[Start]
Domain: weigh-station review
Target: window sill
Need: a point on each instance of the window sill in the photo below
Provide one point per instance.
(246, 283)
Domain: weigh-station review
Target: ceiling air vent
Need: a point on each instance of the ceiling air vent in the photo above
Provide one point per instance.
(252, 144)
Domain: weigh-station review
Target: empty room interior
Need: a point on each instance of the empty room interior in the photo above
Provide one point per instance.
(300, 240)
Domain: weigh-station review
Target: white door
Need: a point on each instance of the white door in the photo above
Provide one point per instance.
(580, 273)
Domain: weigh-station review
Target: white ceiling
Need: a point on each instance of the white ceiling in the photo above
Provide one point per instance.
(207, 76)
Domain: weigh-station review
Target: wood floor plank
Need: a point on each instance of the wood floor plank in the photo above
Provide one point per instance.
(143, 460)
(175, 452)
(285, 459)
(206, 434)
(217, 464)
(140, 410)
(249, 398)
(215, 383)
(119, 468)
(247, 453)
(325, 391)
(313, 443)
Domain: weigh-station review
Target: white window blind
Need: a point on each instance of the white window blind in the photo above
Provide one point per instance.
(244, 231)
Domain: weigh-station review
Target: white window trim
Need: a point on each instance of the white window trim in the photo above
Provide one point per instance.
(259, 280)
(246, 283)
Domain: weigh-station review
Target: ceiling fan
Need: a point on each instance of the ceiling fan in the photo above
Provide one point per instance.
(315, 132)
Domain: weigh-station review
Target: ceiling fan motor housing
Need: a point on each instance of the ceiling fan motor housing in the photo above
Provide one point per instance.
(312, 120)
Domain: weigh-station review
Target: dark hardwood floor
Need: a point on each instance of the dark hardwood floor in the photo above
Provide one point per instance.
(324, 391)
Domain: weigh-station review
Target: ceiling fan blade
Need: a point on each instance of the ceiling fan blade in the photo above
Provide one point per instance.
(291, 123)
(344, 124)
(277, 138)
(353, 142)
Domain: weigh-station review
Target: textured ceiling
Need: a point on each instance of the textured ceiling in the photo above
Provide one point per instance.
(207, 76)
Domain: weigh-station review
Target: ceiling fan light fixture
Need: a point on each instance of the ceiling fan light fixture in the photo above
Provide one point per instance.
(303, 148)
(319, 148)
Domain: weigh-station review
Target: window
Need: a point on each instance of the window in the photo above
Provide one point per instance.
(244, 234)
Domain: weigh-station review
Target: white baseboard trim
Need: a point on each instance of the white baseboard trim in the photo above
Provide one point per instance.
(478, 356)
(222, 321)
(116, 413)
[End]
• **The exercise**
Pull out each line of the material above that contains the word "dark", keeping the lines in their original order.

• **Response**
Target: dark hardwood floor
Need: a point on each instance of the dark hardwood floor in the photo above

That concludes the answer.